Set problem 1:
Copy the article on whether Nvidia stock can reach $250 in 2025, word for word and in full.

Excerpt provided:
Can Nvidia Stock Hit $250 in 2025?
Artificial intelligence (AI) darling Nvidia (NVDA) is once again making waves, this time by reclaiming its title as the world’s most valuable company. The chipmaker, which has been at the heart of the AI boom and a go-to name for Big Tech’s most advanced computing needs, saw NVDA stock hit a fresh record high on June 25. The surge came after Loop Capital analyst Ananda Baruah described Nvidia as poised to ride a “Golden Wave” of AI.
NVDA stock closed up by more than 4% in a single day, pushing its market capitalization just ahead of Microsoft (MSFT). Apart from bullish analyst commentary, what really caught investors’ attention was Loop’s aggressive price target hike from $175 to $250. With enthusiasm running high, can Nvidia continue to soar and actually hit that lofty target in 2025?
Nvidia needs no introduction. It’s the name behind the AI boom and the muscle behind everything from gaming and data centers to self-driving cars. With its cutting-edge chips powering the next wave of tech innovation, the company has firmly cemented its place at the center of the digital revolution. While it has faced some turbulence in 2025 — ranging from U.S.-China trade tensions to concerns over slowing AI spend and rising competition — Nvidia still remains a key player in the AI race.
Although Loop Capital’s Street-high price target has certainly fueled excitement, there’s a broader wave of optimism driving the rally. Investors appear increasingly confident that China’s export restrictions won’t derail Nvidia’s leadership in the AI space, especially as global demand for advanced computing continues to soar.
Adding to the bullish tone, CEO Jensen Huang struck an ambitious note at Nvidia’s annual shareholder meeting on Wednesday, describing AI and robotics as a “multitrillion-dollar growth opportunity.” The comments come at a time when governments around the world are ramping up investments in sovereign AI capabilities to tackle critical national priorities. With momentum building across both private and public sectors, Nvidia’s long-term growth story remains as compelling as ever.

Dataset content:
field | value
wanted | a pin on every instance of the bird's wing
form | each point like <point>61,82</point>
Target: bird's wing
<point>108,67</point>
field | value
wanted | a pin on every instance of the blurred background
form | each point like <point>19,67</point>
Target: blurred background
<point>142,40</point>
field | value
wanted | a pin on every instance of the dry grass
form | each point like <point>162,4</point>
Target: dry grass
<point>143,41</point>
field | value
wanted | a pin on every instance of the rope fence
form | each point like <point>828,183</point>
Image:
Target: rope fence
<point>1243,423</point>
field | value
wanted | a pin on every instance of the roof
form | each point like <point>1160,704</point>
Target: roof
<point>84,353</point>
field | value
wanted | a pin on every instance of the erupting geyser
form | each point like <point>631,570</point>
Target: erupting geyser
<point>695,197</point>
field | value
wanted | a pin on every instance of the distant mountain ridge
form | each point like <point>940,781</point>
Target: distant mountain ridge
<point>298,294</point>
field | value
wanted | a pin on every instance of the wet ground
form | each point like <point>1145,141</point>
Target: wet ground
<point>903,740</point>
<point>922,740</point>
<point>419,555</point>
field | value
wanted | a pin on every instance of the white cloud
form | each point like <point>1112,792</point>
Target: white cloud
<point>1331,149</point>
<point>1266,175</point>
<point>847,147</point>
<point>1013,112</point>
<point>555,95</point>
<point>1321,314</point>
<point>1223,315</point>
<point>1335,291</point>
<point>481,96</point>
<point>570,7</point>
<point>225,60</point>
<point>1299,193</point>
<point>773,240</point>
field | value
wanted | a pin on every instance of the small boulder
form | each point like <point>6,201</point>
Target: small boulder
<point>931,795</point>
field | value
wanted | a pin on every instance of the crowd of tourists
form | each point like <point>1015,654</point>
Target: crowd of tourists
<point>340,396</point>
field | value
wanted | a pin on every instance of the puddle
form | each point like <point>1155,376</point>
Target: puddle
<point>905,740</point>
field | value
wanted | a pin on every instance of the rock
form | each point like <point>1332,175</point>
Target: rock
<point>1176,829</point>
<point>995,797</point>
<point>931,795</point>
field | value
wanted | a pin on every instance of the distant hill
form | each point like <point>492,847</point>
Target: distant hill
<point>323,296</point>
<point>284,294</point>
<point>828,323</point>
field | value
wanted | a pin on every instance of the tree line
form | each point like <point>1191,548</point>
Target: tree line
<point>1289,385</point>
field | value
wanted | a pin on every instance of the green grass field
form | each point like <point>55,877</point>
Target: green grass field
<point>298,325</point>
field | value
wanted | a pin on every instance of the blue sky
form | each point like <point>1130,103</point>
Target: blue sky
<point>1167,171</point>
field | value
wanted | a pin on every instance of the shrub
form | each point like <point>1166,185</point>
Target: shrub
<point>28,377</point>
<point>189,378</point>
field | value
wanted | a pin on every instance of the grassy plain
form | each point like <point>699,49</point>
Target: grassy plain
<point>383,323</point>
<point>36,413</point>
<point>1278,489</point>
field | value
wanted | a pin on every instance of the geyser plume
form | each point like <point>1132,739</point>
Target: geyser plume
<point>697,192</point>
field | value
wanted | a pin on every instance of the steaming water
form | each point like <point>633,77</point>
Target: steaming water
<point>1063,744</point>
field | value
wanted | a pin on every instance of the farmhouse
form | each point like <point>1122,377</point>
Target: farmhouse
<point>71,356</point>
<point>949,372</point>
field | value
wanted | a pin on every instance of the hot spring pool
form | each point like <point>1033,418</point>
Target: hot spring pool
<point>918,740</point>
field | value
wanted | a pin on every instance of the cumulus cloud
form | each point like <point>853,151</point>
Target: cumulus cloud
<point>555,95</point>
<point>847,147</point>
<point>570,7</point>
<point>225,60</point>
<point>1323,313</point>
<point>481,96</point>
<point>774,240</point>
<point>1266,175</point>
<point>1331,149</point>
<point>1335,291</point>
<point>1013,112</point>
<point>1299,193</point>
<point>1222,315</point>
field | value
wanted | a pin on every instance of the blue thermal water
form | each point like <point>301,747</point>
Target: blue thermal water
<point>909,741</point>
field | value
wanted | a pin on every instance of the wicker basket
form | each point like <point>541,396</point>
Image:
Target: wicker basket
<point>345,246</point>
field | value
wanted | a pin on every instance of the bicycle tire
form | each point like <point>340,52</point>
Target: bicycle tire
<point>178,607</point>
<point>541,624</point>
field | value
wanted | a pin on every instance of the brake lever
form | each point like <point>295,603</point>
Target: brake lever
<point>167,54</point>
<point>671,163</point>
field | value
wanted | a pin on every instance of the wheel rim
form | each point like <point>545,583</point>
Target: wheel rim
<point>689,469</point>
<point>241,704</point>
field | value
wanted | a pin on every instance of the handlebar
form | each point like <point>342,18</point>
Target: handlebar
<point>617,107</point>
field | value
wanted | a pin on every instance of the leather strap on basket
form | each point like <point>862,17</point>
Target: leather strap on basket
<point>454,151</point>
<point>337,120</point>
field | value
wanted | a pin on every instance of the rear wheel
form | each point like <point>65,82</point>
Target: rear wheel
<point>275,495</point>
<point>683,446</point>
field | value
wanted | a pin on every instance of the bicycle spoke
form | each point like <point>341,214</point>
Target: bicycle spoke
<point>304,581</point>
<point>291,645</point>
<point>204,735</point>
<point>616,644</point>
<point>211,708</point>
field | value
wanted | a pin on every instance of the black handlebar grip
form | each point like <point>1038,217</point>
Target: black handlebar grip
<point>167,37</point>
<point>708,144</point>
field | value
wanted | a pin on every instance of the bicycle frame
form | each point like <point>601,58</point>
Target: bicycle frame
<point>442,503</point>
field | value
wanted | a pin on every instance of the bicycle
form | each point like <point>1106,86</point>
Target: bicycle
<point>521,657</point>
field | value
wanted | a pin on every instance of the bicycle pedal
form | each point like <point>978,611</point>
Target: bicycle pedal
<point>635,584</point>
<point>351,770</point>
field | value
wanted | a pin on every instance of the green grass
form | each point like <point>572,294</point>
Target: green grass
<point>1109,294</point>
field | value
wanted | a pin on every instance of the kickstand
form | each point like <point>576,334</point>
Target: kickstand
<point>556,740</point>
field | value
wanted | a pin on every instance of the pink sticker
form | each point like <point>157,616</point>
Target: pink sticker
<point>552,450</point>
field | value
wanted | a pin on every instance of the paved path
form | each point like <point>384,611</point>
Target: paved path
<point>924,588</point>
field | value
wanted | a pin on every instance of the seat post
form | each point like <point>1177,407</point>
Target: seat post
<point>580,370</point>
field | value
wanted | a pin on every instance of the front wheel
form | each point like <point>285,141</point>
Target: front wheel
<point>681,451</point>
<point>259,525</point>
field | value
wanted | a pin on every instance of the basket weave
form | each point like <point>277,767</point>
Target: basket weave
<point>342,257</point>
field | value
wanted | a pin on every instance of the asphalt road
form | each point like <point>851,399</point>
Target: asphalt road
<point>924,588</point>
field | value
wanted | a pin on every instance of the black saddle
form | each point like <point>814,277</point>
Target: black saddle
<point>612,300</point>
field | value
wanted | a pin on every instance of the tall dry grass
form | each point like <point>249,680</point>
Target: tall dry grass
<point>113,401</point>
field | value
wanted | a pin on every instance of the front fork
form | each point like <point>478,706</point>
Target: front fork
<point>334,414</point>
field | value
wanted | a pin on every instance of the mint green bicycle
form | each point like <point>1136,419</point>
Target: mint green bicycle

Set problem 2:
Render the records as a two-column CSV with the headers record and answer. Cover only the records from the start of the records through the line containing "<point>695,197</point>", both ends included, with one row per record. Put its text and its answer each in a single quoted field, and replace line breaks with spaces.

Correct result 1:
Can Nvidia Stock Hit $250 in 2025?
Artificial intelligence (AI) darling Nvidia (NVDA) is once again making waves, this time by reclaiming its title as the world’s most valuable company. The chipmaker, which has been at the heart of the AI boom and a go-to name for Big Tech’s most advanced computing needs, saw NVDA stock hit a fresh record high on June 25. The surge came after Loop Capital analyst Ananda Baruah described Nvidia as poised to ride a “Golden Wave” of AI.
NVDA stock closed up by more than 4% in a single day, pushing its market capitalization just ahead of Microsoft (MSFT). Apart from bullish analyst commentary, what really caught investors’ attention was Loop’s aggressive price target hike from $175 to $250. With enthusiasm running high, can Nvidia continue to soar and actually hit that lofty target in 2025?
Nvidia needs no introduction. It’s the name behind the AI boom and the muscle behind everything from gaming and data centers to self-driving cars. With its cutting-edge chips powering the next wave of tech innovation, the company has firmly cemented its place at the center of the digital revolution. While it has faced some turbulence in 2025 — ranging from U.S.-China trade tensions to concerns over slowing AI spend and rising competition — Nvidia still remains a key player in the AI race.
Although Loop Capital’s Street-high price target has certainly fueled excitement, there’s a broader wave of optimism driving the rally. Investors appear increasingly confident that China’s export restrictions won’t derail Nvidia’s leadership in the AI space, especially as global demand for advanced computing continues to soar.
Adding to the bullish tone, CEO Jensen Huang struck an ambitious note at Nvidia’s annual shareholder meeting on Wednesday, describing AI and robotics as a “multitrillion-dollar growth opportunity.” The comments come at a time when governments around the world are ramping up investments in sovereign AI capabilities to tackle critical national priorities. With momentum building across both private and public sectors, Nvidia’s long-term growth story remains as compelling as ever.

Correct result 2:
record,answer
"field | value wanted | a pin on every instance of the bird's wing form | each point like <point>61,82</point> Target: bird's wing","<point>108,67</point>"
"field | value wanted | a pin on every instance of the blurred background form | each point like <point>19,67</point> Target: blurred background","<point>142,40</point>"
"field | value wanted | a pin on every instance of the dry grass form | each point like <point>162,4</point> Target: dry grass","<point>143,41</point>"
"field | value wanted | a pin on every instance of the rope fence form | each point like <point>828,183</point> Image: Target: rope fence","<point>1243,423</point>"
"field | value wanted | a pin on every instance of the roof form | each point like <point>1160,704</point> Target: roof","<point>84,353</point>"
"field | value wanted | a pin on every instance of the erupting geyser form | each point like <point>631,570</point> Target: erupting geyser","<point>695,197</point>"